▶ [REQUIRED WORK]
Return every line of the rows below that contains the word "backpack".
*****
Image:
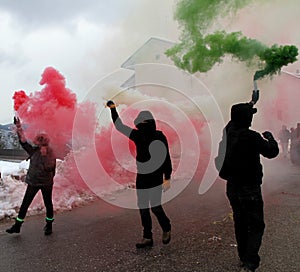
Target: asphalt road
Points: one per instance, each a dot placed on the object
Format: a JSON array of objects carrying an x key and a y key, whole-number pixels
[{"x": 101, "y": 237}]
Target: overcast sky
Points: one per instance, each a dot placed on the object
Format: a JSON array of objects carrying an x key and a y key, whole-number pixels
[
  {"x": 84, "y": 40},
  {"x": 88, "y": 39}
]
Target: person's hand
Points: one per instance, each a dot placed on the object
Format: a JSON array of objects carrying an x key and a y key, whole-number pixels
[
  {"x": 111, "y": 104},
  {"x": 268, "y": 135},
  {"x": 44, "y": 150},
  {"x": 166, "y": 185},
  {"x": 17, "y": 122},
  {"x": 255, "y": 97}
]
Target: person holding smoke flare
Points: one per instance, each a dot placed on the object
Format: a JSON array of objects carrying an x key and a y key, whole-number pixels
[
  {"x": 154, "y": 170},
  {"x": 238, "y": 162},
  {"x": 39, "y": 177}
]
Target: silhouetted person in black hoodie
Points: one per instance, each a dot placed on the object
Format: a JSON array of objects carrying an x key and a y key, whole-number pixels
[
  {"x": 153, "y": 170},
  {"x": 238, "y": 162}
]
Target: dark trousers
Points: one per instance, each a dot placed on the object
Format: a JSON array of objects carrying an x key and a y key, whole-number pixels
[
  {"x": 151, "y": 198},
  {"x": 30, "y": 193},
  {"x": 247, "y": 205}
]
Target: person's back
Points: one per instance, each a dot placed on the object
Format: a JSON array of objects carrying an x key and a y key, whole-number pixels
[
  {"x": 244, "y": 147},
  {"x": 238, "y": 162}
]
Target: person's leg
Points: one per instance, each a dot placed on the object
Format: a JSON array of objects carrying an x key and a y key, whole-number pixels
[
  {"x": 157, "y": 209},
  {"x": 143, "y": 204},
  {"x": 240, "y": 225},
  {"x": 47, "y": 197},
  {"x": 30, "y": 193},
  {"x": 27, "y": 199}
]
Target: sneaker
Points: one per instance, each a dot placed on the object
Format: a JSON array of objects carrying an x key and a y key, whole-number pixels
[
  {"x": 166, "y": 237},
  {"x": 144, "y": 243}
]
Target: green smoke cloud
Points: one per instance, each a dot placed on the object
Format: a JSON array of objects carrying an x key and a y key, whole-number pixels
[{"x": 198, "y": 51}]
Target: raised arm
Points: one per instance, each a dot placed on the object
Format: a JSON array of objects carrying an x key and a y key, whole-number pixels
[{"x": 23, "y": 141}]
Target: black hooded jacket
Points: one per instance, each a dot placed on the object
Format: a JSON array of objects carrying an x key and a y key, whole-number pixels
[
  {"x": 152, "y": 151},
  {"x": 238, "y": 160},
  {"x": 41, "y": 168}
]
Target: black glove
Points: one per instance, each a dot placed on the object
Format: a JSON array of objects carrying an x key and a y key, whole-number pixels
[
  {"x": 255, "y": 97},
  {"x": 110, "y": 104},
  {"x": 17, "y": 122},
  {"x": 268, "y": 135}
]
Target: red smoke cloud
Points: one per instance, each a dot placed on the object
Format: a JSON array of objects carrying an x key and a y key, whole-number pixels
[{"x": 53, "y": 110}]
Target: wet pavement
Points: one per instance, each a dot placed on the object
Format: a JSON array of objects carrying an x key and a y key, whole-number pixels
[{"x": 101, "y": 237}]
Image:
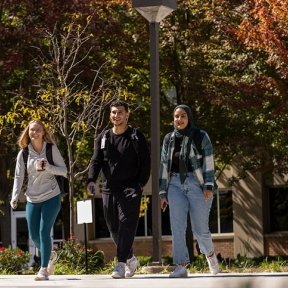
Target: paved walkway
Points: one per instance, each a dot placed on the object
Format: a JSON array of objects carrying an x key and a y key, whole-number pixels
[{"x": 222, "y": 280}]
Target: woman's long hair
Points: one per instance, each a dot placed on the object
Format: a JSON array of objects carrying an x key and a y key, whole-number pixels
[{"x": 24, "y": 138}]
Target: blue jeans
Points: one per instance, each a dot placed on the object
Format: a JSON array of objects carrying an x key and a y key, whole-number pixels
[
  {"x": 184, "y": 198},
  {"x": 40, "y": 219}
]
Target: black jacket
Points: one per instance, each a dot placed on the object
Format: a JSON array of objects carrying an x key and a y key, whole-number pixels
[{"x": 119, "y": 160}]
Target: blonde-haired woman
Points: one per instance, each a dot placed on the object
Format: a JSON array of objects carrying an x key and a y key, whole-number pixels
[{"x": 42, "y": 192}]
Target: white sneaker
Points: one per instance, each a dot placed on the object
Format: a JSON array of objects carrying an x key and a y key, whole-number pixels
[
  {"x": 213, "y": 264},
  {"x": 52, "y": 261},
  {"x": 179, "y": 272},
  {"x": 131, "y": 266},
  {"x": 119, "y": 270},
  {"x": 42, "y": 275}
]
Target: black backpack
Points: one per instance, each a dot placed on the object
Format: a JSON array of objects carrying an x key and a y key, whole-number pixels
[{"x": 62, "y": 181}]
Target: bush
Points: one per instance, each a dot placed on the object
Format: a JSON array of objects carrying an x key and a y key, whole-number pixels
[{"x": 13, "y": 261}]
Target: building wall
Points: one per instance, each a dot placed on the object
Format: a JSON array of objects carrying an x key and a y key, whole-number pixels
[{"x": 276, "y": 244}]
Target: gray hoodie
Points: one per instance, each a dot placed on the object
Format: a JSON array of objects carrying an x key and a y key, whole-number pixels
[{"x": 42, "y": 185}]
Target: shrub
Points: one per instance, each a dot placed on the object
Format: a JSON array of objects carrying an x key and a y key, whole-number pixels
[{"x": 13, "y": 261}]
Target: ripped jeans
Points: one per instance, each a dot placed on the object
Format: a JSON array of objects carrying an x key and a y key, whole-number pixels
[{"x": 184, "y": 198}]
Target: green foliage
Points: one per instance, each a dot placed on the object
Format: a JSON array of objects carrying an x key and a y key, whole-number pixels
[
  {"x": 13, "y": 261},
  {"x": 71, "y": 259}
]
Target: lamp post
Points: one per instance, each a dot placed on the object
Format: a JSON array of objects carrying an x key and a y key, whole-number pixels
[{"x": 154, "y": 11}]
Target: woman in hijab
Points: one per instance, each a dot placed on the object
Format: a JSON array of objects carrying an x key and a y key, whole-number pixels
[{"x": 186, "y": 185}]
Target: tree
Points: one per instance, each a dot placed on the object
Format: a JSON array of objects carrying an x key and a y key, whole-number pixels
[{"x": 71, "y": 108}]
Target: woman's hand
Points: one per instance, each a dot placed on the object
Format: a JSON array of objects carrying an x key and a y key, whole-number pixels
[
  {"x": 163, "y": 203},
  {"x": 207, "y": 194},
  {"x": 13, "y": 204}
]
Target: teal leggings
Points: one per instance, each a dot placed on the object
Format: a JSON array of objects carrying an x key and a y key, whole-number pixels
[{"x": 40, "y": 219}]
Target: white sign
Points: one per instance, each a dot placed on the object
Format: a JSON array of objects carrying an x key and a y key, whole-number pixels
[{"x": 84, "y": 212}]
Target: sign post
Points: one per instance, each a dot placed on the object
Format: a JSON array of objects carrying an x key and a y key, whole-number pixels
[{"x": 84, "y": 215}]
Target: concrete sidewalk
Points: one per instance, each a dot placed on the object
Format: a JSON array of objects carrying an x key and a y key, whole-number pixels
[{"x": 222, "y": 280}]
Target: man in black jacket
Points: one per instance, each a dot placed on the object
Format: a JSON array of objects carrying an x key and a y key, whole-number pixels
[{"x": 123, "y": 156}]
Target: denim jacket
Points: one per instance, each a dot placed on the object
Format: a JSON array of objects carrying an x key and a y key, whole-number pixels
[{"x": 201, "y": 163}]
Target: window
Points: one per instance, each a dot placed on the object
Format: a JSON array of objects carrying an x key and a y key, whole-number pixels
[
  {"x": 221, "y": 215},
  {"x": 278, "y": 209}
]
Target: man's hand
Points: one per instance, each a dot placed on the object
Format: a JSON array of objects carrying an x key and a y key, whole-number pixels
[{"x": 91, "y": 189}]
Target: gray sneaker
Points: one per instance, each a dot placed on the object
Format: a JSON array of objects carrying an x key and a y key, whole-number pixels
[
  {"x": 213, "y": 264},
  {"x": 179, "y": 272},
  {"x": 131, "y": 266},
  {"x": 119, "y": 270}
]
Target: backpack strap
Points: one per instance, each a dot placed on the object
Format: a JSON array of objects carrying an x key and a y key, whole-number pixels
[
  {"x": 197, "y": 140},
  {"x": 49, "y": 153},
  {"x": 135, "y": 139},
  {"x": 25, "y": 154}
]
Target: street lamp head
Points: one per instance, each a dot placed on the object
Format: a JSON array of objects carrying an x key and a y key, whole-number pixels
[{"x": 154, "y": 10}]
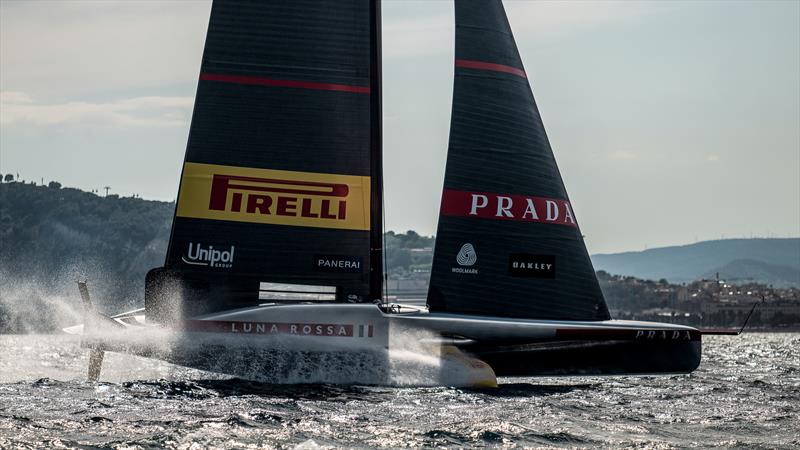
*****
▶ [RESPONSE TO THE EXERCISE]
Target: black backpack
Target: backpack strap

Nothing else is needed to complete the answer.